# [TEXT PROVIDED]
'''
Oral hookworm vaccine could save millions around the world
There's been a significant breakthrough in the development of a vaccine to prevent hookworm infection—a parasite which causes serious disease in tens of millions of people globally.
Trials of the vaccine candidate in mice, led by researchers at The University of Queensland, indicate that it is more than twice as effective than existing alternatives and marks a leap forward in the battle against the highly contagious parasite.
Professor Istvan Toth from UQ's School of Chemistry and Molecular Biology said the ease with which the vaccine could be administered – via tablet, liquid or powder—would be a gamechanger for developing countries.
"Our vaccine candidate can be orally self-administered, bypassing the need for trained medical staff, and means there's no requirement for special storage, enabling it to reach large, isolated populations," Professor Toth said.
"Vaccination can be carried out at a significantly reduced cost, which not only improves the health of those affected and at high risk, but also helps improve economic growth in disease-endemic areas."
'''
# [EXERCISE SET]
A. According to the hookworm vaccine article, which university led the trials of the vaccine candidate in mice?
B. Reproduce the passage of the hookworm vaccine article between "Professor Istvan Toth" and "Professor Toth said.", inclusive.
C. Continue the hookworm vaccine article from its last sentence.
The data that follows is separate material with no connection to the hookworm vaccine article.

# [PROVIDED RECORDS]
'''
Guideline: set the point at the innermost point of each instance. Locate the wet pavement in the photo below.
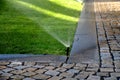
(107, 15)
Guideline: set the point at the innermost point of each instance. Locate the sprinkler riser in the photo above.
(67, 51)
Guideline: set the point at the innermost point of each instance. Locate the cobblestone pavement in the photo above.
(108, 31)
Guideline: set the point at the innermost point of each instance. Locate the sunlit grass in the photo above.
(37, 26)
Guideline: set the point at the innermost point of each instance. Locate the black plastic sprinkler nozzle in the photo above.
(67, 51)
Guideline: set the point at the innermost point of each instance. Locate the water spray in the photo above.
(67, 51)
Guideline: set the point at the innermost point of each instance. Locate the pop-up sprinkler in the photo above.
(67, 51)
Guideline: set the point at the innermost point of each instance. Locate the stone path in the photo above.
(108, 34)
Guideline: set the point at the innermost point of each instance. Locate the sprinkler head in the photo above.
(67, 51)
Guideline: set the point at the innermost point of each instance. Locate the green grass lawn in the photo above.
(37, 26)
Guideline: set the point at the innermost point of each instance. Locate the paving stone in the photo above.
(16, 63)
(28, 63)
(106, 70)
(96, 65)
(92, 69)
(61, 69)
(4, 77)
(73, 71)
(117, 70)
(79, 68)
(52, 73)
(28, 74)
(42, 63)
(2, 67)
(21, 67)
(110, 78)
(68, 66)
(3, 63)
(107, 64)
(1, 72)
(55, 78)
(69, 79)
(93, 77)
(8, 69)
(41, 77)
(65, 74)
(103, 74)
(18, 77)
(117, 64)
(40, 71)
(28, 79)
(49, 67)
(6, 74)
(81, 65)
(57, 64)
(38, 66)
(117, 74)
(83, 75)
(17, 72)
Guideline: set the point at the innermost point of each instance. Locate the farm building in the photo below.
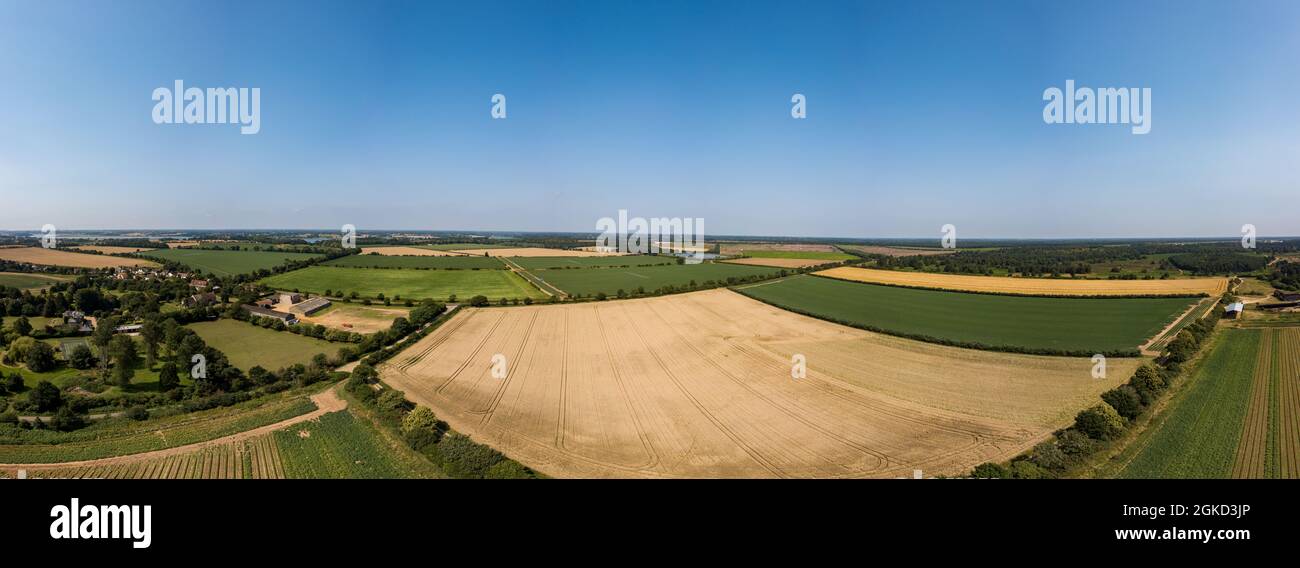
(199, 299)
(311, 306)
(265, 312)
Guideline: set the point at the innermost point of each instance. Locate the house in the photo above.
(199, 299)
(1286, 296)
(289, 319)
(311, 306)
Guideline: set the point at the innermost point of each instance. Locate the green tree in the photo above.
(1100, 423)
(125, 358)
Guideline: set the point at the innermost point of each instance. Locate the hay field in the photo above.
(57, 258)
(534, 251)
(111, 250)
(779, 263)
(407, 251)
(698, 385)
(1031, 286)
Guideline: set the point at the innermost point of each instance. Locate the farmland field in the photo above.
(590, 281)
(228, 263)
(248, 345)
(415, 261)
(27, 281)
(996, 321)
(1239, 416)
(407, 284)
(57, 258)
(700, 385)
(546, 263)
(1031, 286)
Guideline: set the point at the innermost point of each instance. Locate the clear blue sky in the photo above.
(919, 115)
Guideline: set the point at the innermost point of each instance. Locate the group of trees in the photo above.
(1106, 420)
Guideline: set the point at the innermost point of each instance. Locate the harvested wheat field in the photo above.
(780, 263)
(698, 385)
(56, 258)
(1031, 286)
(408, 251)
(534, 251)
(111, 250)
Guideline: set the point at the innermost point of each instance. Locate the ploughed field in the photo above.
(700, 385)
(416, 285)
(590, 281)
(1048, 325)
(1032, 286)
(228, 263)
(1239, 416)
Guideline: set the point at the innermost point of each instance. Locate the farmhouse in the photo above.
(199, 299)
(311, 306)
(289, 319)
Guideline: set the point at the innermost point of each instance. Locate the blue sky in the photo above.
(918, 115)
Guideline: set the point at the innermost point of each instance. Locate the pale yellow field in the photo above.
(780, 263)
(408, 251)
(111, 250)
(1044, 286)
(57, 258)
(698, 385)
(534, 251)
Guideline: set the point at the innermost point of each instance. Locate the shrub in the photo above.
(1100, 423)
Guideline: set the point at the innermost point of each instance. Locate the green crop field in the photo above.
(416, 261)
(1197, 434)
(248, 345)
(125, 437)
(228, 263)
(1048, 325)
(338, 446)
(544, 263)
(813, 255)
(590, 281)
(407, 284)
(26, 281)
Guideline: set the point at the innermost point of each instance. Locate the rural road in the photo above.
(326, 402)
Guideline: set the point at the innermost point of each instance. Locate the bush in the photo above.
(1100, 423)
(991, 471)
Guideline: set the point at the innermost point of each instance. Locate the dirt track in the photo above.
(698, 385)
(326, 402)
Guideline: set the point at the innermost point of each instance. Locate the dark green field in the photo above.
(416, 261)
(589, 281)
(1197, 436)
(226, 263)
(1048, 325)
(544, 263)
(416, 285)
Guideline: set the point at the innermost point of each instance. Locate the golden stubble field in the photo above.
(57, 258)
(1044, 286)
(698, 385)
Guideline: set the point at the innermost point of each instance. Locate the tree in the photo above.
(46, 397)
(1100, 423)
(81, 358)
(1125, 400)
(125, 358)
(22, 325)
(40, 358)
(168, 377)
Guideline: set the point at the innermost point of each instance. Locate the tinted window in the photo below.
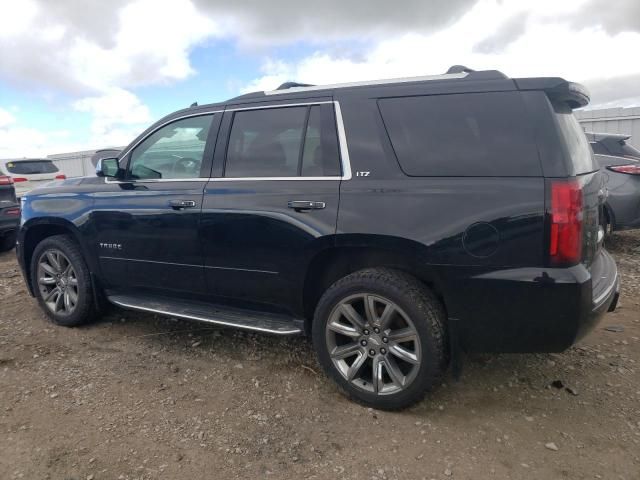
'''
# [ANSWERS GIVEN]
A. The University of Queensland led the trials.

B.
Professor Istvan Toth from UQ's School of Chemistry and Molecular Biology said the ease with which the vaccine could be administered – via tablet, liquid or powder—would be a gamechanger for developing countries.
"Our vaccine candidate can be orally self-administered, bypassing the need for trained medical staff, and means there's no requirement for special storage, enabling it to reach large, isolated populations," Professor Toth said.

C.
Hookworm currently infects around half a billion people globally and lives within the human intestine, using the host's blood as its source of nourishment, digested through a special set of enzymes.
It's often found in regions with poor water quality, sanitation, and hygiene—greatly impacting on the physical and cognitive development of children and increasing the risk of mortality and miscarriage.
UQ's trials in mice showed significant improvements on an alternative vaccine candidate which only achieved a 30 to 50 per cent reduction in the number of worms.
"The UQ-developed vaccine resulted in an impressive 94 per cent worm reduction in mice," Professor Toth said.
"So not only is our new vaccine candidate easier to deliver, it triggers a staggeringly good immune response."
Co-author of the paper Dr. Mariusz Skwarczynski said the research team targeted the hookworm's digestion enzyme (APR 1).
"When the function of these enzymes is blocked, the parasite starves," Dr. Skwarczynski said.
"Our vaccine produces antibodies against the hookworm enzymes responsible for the digestion of blood—they simply stop being able to eat properly."
The researchers plan to continue working on and refining the vaccine candidate in preclinical development settings, to ensure its safety and efficacy, before beginning human clinical trials.
"We're very optimistic that, along with our colleagues, led by Professor Alex Loukas from James Cook University, we will be able to deliver a successful vaccine that stops this parasite in its tracks," Dr. Skwarczynski said.
The research has been published in Vaccines.